╭─ Selected passage

Studio album by Skunk Anansie
- Released: 17 September 2012
- Genre: Alternative rock, hard rock
- Length: 37:50
- Label: 100% Records; earMUSIC; Carosello;
- Producer: Chris Sheldon, Skunk Anansie

Skunk Anansie chronology
| Wonderlustre (2010) | Black Traffic (2012) | Anarchytecture (2016) |

= Black Traffic =

Black Traffic is a fifth studio album by English alternative rock band Skunk Anansie. It was released on 17 September 2012 through 100% Records, earMUSIC and Carosello Records.
The first single from the album is "I Believed in You" which is about people being disappointed in their politicians.

In 2012 it was awarded a silver certification from the Independent Music Companies Association, which indicated sales of at least 20,000 copies throughout Europe.

==Critical reception==

Black Traffic was met with "mixed or average" reviews from critics. At Metacritic, which assigns a weighted average rating out of 100 to reviews from mainstream publications, this release received an average score of 55, based on 6 reviews.

╰─

*Problems*
1. Condense the paragraph of the album profile that begins "Black Traffic was met with" into a single shorter sentence that keeps its main facts.
2. Revise the album profile from "Black Traffic was" to "on 6 reviews.", putting "major publications" in place of "mainstream publications".
3. For each statement, indicate whether it agrees with the album profile, answering yes or no and quoting the words that decide it: (a) Chris Sheldon and Skunk Anansie produced the album. (b) The silver certification indicated sales of at least 20,000 copies in the United Kingdom. (c) The Metacritic score was based on ten reviews.
The data that follows was taken from a separate source.

╭─ Stored records

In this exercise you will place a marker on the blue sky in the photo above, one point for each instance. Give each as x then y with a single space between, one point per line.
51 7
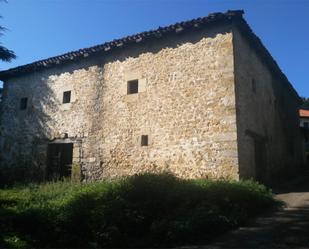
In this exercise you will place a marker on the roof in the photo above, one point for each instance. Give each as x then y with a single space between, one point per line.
231 16
304 113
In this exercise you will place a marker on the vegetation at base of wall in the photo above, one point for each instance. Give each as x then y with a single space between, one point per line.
140 211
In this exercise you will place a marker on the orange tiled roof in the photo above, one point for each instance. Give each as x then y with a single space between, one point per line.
304 113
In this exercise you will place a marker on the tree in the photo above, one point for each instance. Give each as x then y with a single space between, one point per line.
305 104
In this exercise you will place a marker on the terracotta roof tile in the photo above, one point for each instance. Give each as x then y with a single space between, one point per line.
227 17
161 31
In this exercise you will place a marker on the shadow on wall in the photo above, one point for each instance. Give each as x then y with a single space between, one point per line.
26 127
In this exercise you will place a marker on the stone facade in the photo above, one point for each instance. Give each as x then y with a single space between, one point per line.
194 102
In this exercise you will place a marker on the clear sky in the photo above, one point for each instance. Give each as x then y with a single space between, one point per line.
43 28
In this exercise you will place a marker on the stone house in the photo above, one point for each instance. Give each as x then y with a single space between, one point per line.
304 125
304 118
200 98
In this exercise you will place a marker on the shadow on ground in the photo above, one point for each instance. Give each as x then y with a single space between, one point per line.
285 228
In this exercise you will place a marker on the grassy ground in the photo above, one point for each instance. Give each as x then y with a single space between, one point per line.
140 211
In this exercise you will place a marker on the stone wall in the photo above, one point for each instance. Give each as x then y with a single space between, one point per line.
185 104
267 113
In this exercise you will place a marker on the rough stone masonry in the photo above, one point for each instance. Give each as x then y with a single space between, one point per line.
201 98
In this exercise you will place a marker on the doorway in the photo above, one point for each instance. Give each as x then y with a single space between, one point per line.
59 160
260 160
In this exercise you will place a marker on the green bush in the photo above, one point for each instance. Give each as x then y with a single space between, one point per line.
140 211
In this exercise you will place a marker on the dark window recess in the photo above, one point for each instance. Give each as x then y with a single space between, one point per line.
144 140
23 103
132 87
253 84
66 97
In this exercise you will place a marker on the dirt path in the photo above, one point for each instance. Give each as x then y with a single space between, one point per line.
287 228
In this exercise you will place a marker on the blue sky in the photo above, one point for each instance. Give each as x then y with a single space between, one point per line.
43 28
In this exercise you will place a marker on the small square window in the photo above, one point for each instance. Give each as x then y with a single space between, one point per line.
132 87
253 85
66 97
23 103
144 140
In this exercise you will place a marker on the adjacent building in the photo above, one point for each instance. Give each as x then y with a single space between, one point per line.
200 98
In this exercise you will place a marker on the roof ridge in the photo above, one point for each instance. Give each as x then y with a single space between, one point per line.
106 46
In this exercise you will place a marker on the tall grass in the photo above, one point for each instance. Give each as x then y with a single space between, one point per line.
140 211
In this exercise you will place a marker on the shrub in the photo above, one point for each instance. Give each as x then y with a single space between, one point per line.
140 211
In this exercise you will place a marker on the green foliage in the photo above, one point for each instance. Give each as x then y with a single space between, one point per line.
139 211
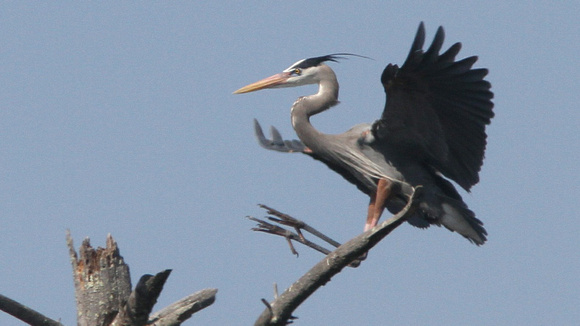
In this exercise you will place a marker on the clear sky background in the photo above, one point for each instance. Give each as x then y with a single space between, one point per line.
119 118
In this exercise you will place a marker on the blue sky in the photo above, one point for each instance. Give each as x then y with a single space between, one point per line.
119 118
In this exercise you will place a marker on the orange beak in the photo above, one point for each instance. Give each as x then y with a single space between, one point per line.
269 82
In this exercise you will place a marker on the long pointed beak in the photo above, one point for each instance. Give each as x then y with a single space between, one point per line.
269 82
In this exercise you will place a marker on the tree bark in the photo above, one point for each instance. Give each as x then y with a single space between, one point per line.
279 312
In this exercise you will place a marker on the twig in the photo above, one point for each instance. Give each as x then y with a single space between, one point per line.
270 228
179 311
297 225
281 309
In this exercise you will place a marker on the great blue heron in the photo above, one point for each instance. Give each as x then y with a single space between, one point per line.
432 127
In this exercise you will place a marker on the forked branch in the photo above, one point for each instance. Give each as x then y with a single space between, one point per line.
279 312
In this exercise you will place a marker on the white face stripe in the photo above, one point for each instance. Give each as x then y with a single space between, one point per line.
289 69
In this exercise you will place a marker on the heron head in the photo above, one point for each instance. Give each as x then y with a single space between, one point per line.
303 72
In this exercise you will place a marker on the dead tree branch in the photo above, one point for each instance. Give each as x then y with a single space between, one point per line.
27 315
279 312
181 310
104 296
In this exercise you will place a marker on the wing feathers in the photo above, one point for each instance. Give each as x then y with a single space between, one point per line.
437 109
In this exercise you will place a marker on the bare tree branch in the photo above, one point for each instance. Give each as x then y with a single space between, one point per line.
178 312
104 296
279 312
141 301
27 315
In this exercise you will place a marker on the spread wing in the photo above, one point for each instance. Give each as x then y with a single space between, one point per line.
437 109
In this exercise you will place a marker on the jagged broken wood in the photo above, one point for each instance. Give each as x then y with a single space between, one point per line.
279 312
104 296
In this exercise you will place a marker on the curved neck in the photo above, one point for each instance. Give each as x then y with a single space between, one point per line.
307 106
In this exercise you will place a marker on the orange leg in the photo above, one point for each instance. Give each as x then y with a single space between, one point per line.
377 203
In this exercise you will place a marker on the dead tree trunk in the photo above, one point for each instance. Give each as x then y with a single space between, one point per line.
104 297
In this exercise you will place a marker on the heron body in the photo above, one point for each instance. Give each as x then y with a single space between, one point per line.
432 128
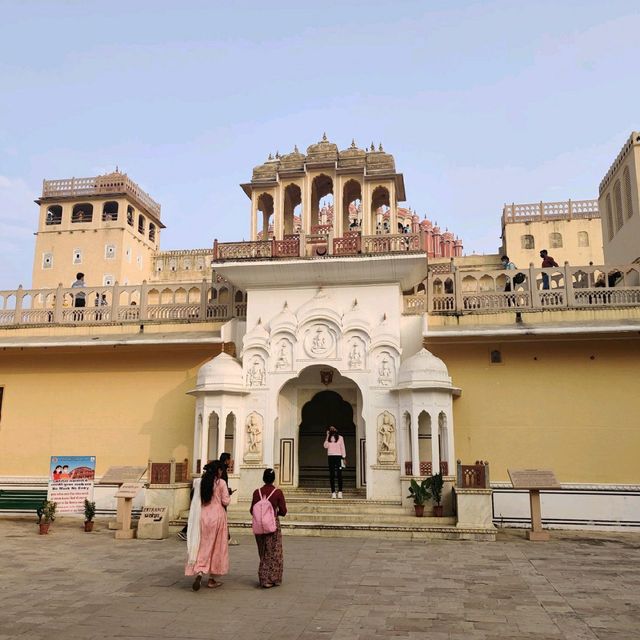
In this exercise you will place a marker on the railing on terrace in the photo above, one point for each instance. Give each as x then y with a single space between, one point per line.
566 210
494 291
99 185
320 243
118 304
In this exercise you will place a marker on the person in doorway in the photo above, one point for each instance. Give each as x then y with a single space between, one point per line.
225 461
270 544
547 261
336 455
207 544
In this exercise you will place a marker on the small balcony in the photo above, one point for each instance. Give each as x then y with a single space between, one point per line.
495 291
131 304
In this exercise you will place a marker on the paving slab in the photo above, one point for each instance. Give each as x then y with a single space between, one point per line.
89 586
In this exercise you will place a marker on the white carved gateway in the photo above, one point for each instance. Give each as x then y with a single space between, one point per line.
303 341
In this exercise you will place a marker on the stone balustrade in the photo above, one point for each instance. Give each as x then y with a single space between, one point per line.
320 243
533 289
119 304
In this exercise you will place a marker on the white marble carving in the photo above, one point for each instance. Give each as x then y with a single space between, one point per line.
253 449
256 373
386 438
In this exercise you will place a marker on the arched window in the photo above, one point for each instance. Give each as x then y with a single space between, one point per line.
54 214
292 208
265 207
351 206
617 205
109 211
321 200
527 242
583 239
628 202
609 218
82 212
555 240
380 204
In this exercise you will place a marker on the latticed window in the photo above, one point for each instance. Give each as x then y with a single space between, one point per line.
617 203
555 240
628 202
528 242
609 218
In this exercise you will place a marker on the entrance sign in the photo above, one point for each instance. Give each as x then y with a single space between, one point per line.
129 489
534 480
125 495
119 475
71 482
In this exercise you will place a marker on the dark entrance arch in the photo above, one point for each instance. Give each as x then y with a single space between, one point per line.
326 408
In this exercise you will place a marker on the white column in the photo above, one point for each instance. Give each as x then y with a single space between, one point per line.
415 446
435 449
204 440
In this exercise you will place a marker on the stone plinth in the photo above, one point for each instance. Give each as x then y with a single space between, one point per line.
474 508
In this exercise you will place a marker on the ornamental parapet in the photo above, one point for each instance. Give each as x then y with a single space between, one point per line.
546 211
321 245
521 290
147 302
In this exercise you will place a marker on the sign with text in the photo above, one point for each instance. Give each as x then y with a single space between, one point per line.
153 514
533 479
118 475
129 489
71 482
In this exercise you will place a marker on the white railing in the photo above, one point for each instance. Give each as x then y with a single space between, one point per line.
493 291
190 302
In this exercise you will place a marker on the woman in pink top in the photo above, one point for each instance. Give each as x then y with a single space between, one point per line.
334 444
207 537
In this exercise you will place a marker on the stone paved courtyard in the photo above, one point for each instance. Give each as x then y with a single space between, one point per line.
72 585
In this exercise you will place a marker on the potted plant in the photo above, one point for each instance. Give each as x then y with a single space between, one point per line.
420 494
436 484
46 515
89 513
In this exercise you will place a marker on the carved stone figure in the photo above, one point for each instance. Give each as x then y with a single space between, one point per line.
385 375
283 356
255 374
386 438
355 356
319 342
253 450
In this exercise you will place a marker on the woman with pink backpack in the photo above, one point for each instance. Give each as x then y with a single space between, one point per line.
267 506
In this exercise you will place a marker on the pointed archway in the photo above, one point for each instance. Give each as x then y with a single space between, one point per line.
326 408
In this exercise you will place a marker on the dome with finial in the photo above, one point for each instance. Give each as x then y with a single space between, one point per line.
222 373
379 161
293 161
323 151
423 370
267 171
352 157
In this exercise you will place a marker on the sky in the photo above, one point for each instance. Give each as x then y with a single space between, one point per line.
481 103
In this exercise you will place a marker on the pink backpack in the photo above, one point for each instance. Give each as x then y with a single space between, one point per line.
264 517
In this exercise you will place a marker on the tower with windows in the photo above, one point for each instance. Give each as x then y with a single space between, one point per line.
106 227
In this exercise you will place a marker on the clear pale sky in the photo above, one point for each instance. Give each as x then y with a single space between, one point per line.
481 103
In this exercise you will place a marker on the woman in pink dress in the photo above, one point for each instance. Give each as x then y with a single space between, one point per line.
207 538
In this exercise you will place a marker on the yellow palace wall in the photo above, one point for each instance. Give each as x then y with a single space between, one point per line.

╰─

*Answers for the exercise*
1. Critics gave Black Traffic mixed or average reviews, and Metacritic, which assigns a weighted average out of 100 to reviews from mainstream publications, gave it a score of 55 based on six reviews.

2.
Black Traffic was met with "mixed or average" reviews from critics. At Metacritic, which assigns a weighted average rating out of 100 to reviews from major publications, this release received an average score of 55, based on 6 reviews.

3.
(a) Yes: "Producer: Chris Sheldon, Skunk Anansie"
(b) No: "sales of at least 20,000 copies throughout Europe"
(c) No: "based on 6 reviews"